- [YOUR INSTRUCTIONS] Only the lines from the one that contains "baboon's hand, each" through the final line of the entries should be repeated, exactly as written.

Start of MATERIAL TO PROCESS

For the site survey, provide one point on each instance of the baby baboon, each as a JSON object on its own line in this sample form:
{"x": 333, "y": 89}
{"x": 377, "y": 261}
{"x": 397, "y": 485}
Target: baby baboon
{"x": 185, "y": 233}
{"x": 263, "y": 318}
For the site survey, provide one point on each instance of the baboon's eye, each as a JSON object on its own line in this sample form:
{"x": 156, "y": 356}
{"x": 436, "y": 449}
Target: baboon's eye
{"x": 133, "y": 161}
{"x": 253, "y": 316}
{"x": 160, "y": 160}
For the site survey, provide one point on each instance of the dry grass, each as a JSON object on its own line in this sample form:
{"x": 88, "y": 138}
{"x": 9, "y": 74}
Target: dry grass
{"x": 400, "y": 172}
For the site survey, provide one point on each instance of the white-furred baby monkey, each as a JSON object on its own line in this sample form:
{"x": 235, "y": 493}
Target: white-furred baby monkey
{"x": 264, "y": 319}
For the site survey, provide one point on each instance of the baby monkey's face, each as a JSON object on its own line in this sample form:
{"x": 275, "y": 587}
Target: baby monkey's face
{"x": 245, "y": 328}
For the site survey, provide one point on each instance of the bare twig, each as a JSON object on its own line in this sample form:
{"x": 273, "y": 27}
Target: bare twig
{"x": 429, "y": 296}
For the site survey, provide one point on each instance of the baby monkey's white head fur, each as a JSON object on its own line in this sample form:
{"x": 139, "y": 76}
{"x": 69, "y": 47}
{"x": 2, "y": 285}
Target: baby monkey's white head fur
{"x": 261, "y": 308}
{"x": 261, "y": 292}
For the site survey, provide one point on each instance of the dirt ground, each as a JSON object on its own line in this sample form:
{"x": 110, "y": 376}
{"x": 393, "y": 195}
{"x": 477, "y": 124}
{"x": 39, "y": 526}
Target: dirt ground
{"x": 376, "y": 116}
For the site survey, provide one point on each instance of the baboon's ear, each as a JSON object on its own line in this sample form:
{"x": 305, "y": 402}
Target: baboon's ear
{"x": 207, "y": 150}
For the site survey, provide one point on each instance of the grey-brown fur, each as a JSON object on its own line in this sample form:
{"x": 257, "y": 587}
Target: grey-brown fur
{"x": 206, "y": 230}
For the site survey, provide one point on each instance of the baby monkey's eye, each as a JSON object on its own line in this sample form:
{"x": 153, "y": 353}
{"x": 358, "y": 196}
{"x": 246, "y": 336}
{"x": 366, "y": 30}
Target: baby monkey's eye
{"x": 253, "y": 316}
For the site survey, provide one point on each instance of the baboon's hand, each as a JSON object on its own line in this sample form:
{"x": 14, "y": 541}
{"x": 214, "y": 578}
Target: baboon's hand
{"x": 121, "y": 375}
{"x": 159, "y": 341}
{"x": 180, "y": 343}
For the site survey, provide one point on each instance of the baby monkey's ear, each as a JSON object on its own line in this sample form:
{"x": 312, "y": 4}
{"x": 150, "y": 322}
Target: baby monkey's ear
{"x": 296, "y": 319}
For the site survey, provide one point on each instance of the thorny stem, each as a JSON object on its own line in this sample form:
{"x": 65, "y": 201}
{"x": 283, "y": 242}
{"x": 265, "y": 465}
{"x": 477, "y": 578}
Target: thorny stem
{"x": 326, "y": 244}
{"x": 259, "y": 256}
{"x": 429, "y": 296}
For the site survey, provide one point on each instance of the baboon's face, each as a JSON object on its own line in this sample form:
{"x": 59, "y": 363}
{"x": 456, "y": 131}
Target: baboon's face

End of MATERIAL TO PROCESS

- [ANSWER SECTION]
For the site survey, provide one point on each instance of the baboon's hand, each as a JSON object on its own line in this sample form:
{"x": 14, "y": 541}
{"x": 214, "y": 578}
Target: baboon's hand
{"x": 121, "y": 375}
{"x": 159, "y": 341}
{"x": 180, "y": 343}
For the site survey, provide one point on each instance of the baby monkey's ear, each as a JSON object on its own line in this sample form:
{"x": 312, "y": 4}
{"x": 150, "y": 322}
Target: baby monkey's ear
{"x": 296, "y": 319}
For the site survey, provide one point on each instance of the thorny stem, each as a JSON object on its own line in this sample form:
{"x": 65, "y": 201}
{"x": 283, "y": 242}
{"x": 265, "y": 465}
{"x": 477, "y": 578}
Target: thorny stem
{"x": 326, "y": 244}
{"x": 259, "y": 256}
{"x": 429, "y": 296}
For the site survey, provide one point on each instance of the baboon's face, each as a JSON object on its own line in this sample form:
{"x": 59, "y": 363}
{"x": 456, "y": 131}
Target: baboon's face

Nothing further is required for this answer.